Assigned task = Take from the material every line containing the string "below" and copy it.

*** Opening Available records ***

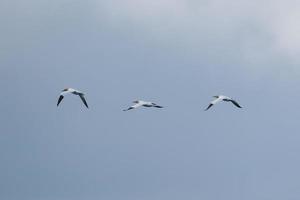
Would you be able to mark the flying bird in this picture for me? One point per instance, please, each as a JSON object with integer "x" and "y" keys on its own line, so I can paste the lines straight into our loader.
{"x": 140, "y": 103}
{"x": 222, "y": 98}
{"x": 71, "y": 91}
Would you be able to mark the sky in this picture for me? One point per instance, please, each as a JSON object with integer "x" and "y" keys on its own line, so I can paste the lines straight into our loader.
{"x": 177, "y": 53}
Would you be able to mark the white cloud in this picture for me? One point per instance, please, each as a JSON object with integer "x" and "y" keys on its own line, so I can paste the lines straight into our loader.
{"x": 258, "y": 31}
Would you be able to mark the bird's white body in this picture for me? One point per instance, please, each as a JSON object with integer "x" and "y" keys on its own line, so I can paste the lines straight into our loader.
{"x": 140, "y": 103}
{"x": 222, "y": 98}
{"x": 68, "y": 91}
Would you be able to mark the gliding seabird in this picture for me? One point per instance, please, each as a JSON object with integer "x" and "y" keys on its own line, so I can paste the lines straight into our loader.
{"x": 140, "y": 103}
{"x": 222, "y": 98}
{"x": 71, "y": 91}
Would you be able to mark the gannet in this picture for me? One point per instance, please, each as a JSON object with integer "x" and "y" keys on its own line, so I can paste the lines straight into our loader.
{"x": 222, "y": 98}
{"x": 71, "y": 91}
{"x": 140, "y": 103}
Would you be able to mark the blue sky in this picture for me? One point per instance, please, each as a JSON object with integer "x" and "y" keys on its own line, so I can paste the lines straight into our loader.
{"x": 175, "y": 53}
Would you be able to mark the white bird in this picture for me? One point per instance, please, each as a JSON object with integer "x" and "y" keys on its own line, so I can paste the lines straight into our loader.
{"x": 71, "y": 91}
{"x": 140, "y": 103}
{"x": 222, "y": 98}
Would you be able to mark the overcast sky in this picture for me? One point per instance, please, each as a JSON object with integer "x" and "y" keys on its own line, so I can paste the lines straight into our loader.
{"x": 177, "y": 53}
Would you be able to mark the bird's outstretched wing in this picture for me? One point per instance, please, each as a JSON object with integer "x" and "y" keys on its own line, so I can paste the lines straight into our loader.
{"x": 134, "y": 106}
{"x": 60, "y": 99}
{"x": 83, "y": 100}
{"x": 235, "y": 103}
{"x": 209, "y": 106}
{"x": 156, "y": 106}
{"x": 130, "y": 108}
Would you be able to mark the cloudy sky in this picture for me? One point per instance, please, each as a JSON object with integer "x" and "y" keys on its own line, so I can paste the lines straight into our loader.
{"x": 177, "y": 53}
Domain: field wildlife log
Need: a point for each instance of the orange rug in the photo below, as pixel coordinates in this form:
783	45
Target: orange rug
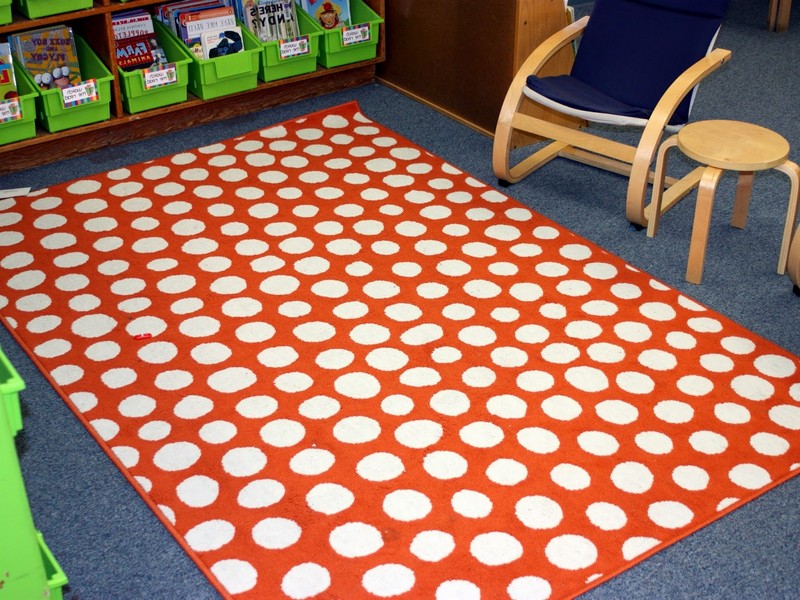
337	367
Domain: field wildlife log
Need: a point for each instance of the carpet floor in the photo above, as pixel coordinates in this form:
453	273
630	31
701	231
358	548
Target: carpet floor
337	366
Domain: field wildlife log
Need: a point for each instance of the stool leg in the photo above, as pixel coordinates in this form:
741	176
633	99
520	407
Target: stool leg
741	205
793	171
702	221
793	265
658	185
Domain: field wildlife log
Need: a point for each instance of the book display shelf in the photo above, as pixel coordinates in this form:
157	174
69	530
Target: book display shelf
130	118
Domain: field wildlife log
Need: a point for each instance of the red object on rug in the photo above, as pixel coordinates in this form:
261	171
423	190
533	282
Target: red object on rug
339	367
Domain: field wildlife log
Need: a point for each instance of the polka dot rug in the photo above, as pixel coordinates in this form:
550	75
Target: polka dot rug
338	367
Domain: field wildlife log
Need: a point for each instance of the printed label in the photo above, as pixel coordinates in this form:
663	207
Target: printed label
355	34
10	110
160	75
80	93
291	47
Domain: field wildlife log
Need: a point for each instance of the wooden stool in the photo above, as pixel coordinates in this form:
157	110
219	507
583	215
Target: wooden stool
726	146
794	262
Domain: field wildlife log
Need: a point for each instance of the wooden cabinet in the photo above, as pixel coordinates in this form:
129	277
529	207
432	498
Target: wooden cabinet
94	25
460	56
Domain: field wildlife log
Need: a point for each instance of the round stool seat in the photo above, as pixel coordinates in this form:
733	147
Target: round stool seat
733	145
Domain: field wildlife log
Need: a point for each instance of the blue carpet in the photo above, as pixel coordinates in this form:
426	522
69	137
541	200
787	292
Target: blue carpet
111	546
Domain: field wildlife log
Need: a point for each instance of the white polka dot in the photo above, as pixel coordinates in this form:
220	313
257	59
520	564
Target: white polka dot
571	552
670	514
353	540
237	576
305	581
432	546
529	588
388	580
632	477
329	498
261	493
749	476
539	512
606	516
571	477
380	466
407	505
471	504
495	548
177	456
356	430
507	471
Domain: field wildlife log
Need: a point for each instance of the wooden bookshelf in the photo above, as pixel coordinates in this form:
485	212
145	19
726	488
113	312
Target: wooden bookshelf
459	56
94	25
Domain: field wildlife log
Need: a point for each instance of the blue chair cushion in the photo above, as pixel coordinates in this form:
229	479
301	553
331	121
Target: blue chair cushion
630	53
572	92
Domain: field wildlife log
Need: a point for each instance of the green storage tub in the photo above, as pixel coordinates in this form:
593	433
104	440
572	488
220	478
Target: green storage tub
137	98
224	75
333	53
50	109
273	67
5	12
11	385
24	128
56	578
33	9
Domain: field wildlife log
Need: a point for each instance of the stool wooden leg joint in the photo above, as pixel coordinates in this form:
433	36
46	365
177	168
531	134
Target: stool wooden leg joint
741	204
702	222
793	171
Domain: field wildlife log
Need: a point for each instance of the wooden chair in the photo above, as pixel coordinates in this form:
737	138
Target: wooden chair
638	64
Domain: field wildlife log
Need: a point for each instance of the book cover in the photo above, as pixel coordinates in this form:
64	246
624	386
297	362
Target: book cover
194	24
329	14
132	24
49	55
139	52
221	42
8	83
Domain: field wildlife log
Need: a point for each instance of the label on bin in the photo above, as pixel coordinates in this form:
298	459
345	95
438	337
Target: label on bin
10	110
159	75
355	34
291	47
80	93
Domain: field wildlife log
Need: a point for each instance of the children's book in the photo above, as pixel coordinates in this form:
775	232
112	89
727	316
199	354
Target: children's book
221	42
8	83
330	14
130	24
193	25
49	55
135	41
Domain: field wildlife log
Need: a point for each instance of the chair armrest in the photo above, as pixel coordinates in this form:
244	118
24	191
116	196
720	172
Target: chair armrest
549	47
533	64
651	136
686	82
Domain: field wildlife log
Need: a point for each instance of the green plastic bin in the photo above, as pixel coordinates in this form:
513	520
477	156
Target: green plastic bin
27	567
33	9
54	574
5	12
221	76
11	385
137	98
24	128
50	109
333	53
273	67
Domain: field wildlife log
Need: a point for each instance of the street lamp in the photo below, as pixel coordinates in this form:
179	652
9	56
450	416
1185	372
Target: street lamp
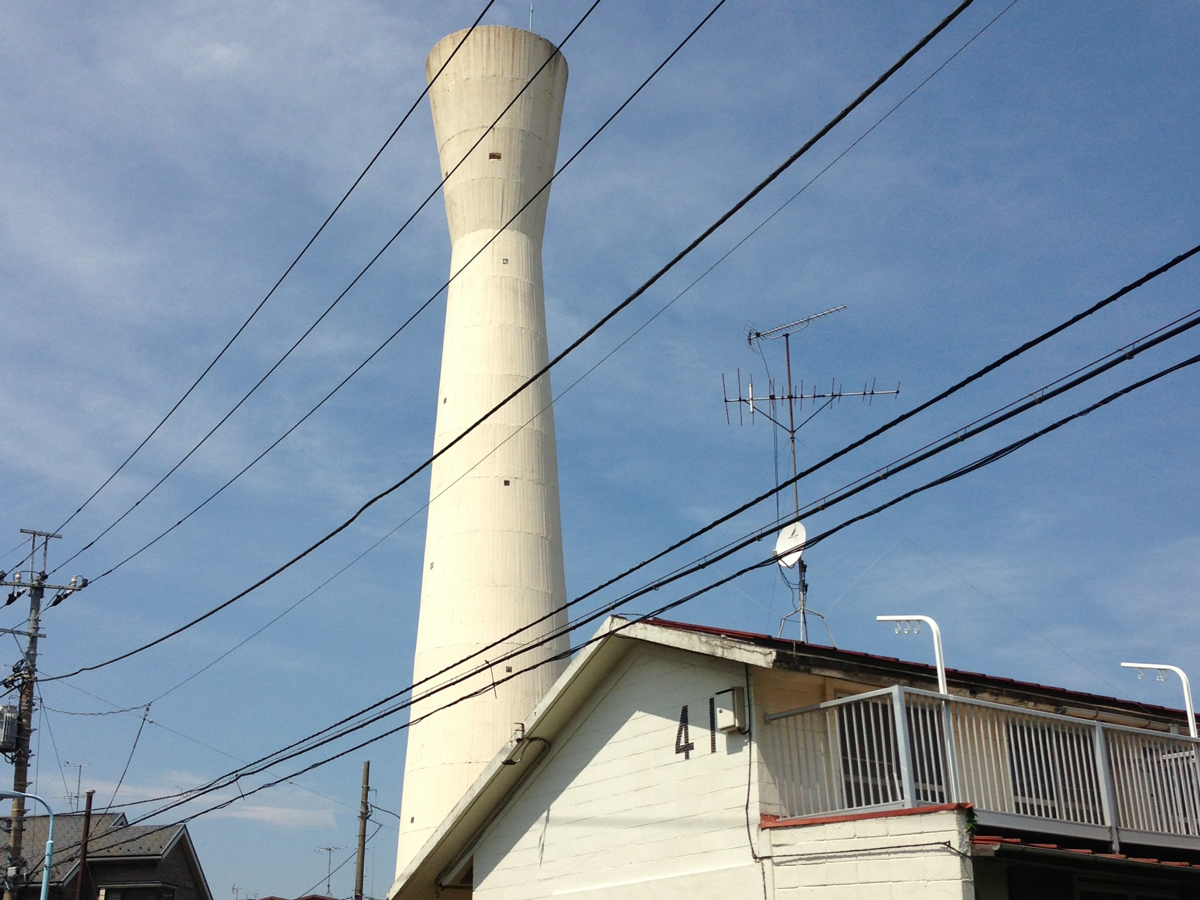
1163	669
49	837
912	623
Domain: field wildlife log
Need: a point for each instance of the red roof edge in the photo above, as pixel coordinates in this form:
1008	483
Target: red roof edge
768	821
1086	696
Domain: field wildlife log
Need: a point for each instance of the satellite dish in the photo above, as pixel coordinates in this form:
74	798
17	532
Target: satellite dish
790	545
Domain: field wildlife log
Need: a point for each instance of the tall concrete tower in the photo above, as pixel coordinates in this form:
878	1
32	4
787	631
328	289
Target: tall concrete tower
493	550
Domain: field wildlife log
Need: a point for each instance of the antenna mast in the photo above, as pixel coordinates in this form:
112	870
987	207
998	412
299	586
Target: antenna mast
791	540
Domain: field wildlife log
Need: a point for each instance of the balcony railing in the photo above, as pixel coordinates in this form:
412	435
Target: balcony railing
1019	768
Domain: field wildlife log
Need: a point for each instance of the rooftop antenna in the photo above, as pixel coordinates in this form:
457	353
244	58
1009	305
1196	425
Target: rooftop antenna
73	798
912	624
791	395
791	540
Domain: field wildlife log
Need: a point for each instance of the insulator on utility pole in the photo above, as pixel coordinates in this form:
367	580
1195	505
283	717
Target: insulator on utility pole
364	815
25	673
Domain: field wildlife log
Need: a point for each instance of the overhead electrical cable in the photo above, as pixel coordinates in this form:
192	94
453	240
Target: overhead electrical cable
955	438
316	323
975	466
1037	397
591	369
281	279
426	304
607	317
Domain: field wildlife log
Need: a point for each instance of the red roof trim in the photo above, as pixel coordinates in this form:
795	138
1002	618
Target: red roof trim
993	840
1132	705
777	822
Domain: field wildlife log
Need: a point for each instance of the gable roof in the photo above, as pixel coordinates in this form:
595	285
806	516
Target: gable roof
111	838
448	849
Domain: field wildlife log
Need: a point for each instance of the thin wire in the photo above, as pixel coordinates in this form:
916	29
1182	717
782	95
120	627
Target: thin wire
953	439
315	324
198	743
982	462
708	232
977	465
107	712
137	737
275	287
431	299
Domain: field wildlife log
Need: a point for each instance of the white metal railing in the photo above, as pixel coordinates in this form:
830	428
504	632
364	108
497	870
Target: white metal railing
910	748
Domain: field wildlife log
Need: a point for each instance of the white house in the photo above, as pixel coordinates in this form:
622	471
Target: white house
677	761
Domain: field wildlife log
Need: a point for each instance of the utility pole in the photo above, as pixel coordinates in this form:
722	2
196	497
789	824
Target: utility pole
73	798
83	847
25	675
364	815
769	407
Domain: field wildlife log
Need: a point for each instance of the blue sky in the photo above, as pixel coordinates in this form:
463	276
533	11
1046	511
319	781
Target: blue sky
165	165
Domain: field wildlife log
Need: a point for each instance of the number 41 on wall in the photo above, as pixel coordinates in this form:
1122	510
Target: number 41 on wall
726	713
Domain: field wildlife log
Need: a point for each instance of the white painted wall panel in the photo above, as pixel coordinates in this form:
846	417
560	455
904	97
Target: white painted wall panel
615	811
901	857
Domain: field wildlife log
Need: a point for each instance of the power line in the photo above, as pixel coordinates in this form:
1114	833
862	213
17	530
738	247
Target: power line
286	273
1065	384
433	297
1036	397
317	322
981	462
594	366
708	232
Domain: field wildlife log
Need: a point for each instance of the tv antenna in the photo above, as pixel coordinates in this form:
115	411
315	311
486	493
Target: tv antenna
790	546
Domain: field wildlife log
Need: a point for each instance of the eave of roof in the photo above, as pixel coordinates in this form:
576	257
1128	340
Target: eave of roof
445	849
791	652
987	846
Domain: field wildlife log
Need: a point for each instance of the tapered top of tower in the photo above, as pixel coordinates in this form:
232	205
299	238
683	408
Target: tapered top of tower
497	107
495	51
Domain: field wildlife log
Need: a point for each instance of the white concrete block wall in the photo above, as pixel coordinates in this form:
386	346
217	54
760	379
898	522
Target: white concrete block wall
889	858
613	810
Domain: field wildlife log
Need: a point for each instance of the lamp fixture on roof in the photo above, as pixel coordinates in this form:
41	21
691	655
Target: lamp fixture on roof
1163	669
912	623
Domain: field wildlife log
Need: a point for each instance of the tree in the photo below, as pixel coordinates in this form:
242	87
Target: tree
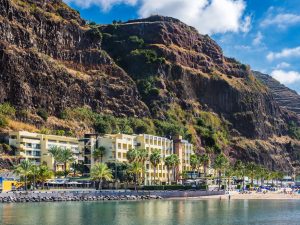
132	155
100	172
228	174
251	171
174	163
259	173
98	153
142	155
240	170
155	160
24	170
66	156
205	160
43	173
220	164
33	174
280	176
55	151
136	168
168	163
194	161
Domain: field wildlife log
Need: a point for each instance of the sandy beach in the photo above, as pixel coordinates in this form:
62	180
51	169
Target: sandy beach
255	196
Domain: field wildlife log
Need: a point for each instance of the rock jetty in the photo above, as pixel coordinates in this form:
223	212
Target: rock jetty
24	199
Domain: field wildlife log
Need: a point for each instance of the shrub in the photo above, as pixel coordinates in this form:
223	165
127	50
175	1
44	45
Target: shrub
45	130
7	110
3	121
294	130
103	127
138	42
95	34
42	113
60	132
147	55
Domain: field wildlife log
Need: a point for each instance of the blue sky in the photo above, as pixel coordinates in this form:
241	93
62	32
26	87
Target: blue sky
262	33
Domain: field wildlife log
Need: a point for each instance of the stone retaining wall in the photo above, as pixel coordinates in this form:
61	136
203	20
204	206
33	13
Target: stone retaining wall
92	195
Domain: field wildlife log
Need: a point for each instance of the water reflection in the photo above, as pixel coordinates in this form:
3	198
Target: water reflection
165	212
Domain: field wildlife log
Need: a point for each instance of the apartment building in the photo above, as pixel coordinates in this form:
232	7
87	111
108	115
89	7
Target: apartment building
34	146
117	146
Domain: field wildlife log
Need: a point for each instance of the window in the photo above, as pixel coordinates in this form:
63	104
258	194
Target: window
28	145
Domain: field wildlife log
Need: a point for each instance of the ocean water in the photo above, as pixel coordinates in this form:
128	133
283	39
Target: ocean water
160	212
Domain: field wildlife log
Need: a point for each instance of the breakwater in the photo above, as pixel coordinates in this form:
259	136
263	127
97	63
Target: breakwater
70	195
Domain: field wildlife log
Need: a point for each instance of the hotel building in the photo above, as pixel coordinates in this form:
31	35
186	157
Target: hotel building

*** Closing Available records ***

Written answer =
Need: a point for each instance of the orange rug in the photo below, as pixel coordinates in this form:
Need: a point for each instance of the street lamp in the photo below, as pixel coordinates in this form:
Need: a point for each instance of the tree in the photo below, as pixel coordinates in this form:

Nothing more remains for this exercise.